> **What to do**
Identify every line in the records below that includes the string "ground", and copy each such line in full. Matching is case-sensitive.

## begin Material shown

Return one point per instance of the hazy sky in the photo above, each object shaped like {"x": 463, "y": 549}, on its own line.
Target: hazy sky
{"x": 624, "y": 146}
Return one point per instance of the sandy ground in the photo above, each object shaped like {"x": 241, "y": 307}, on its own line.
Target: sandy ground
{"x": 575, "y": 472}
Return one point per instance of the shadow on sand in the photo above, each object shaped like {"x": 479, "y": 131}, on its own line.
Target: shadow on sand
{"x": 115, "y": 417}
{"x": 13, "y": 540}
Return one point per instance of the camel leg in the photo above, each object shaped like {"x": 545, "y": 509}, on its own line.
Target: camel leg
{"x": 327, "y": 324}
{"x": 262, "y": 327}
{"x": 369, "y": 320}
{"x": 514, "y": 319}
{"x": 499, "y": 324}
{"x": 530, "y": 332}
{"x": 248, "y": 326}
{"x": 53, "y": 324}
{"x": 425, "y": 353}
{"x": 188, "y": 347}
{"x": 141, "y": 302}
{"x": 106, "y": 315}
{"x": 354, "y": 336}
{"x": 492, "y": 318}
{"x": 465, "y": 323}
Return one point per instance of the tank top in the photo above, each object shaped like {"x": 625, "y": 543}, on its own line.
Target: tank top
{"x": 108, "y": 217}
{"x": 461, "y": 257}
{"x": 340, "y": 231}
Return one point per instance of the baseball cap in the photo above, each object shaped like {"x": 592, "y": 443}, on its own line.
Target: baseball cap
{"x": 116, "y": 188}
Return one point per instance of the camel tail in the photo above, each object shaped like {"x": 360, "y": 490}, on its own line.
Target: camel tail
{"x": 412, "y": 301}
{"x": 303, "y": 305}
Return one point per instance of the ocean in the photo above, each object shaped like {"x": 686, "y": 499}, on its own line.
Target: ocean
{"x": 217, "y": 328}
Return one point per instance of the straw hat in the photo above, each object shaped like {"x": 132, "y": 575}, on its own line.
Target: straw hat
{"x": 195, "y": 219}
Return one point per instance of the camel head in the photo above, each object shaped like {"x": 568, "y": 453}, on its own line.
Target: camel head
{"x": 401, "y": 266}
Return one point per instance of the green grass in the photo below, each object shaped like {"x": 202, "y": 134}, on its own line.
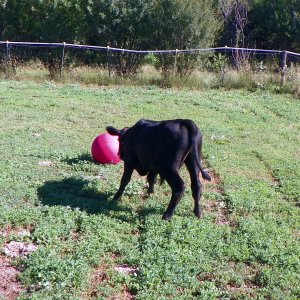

## end Material shown

> **Full answer**
Return one point per instance of the sandy ground in the photo above, each object shaped like {"x": 241, "y": 307}, on its own line.
Target: sandy ground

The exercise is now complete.